- [Given exercise]:
Repeat each of the entries below word for word, leaving out the pictures.

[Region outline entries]
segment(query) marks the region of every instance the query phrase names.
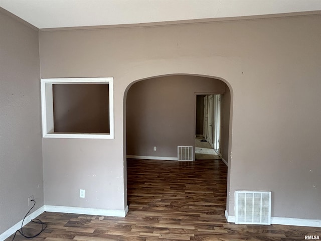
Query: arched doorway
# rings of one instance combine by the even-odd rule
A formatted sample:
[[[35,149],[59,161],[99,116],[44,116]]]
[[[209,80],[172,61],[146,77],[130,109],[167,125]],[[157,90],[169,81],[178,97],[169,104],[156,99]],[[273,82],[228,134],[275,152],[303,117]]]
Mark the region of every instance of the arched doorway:
[[[177,160],[178,146],[195,147],[196,95],[207,93],[223,96],[221,148],[227,164],[230,150],[230,88],[220,79],[198,75],[152,77],[127,87],[124,103],[127,157]]]

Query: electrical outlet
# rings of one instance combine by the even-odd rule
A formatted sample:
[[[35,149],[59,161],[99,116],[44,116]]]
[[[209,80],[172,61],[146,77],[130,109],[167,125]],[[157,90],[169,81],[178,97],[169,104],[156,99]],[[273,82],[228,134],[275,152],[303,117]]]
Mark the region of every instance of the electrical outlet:
[[[85,189],[79,189],[79,197],[85,198]]]
[[[33,196],[30,196],[28,197],[28,206],[30,206],[33,203],[33,202],[31,201],[32,200],[34,200]]]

- [Full answer]:
segment(query) marks the region of every instance the query phrase names.
Query: arched doorway
# rings of one instance combine by the even-odd rule
A formatted sample:
[[[35,149],[59,161],[99,116],[44,116]]]
[[[209,80],[172,61],[146,77],[130,109],[167,125]],[[157,90],[169,81],[178,97],[169,104],[156,99]],[[273,82],[228,134],[275,152],[303,117]]]
Mark the region of every instance of the arched doorway:
[[[177,160],[178,146],[195,147],[196,95],[207,93],[223,96],[221,148],[227,164],[230,150],[230,88],[220,79],[198,75],[152,77],[127,87],[124,103],[127,157]]]

Query: electrical outlet
# rings of one instance combine by the even-odd rule
A formatted sample:
[[[35,149],[59,161],[99,116],[44,116]]]
[[[209,80],[172,61],[146,77],[130,109],[167,125]],[[157,90],[169,81],[178,97],[169,104],[156,99]],[[273,82],[228,134],[275,152],[303,117]]]
Mark the region of every instance of the electrical outlet:
[[[85,189],[79,189],[79,197],[85,198]]]
[[[33,196],[30,196],[28,197],[28,206],[30,206],[33,203],[33,202],[31,201],[32,200],[34,200]]]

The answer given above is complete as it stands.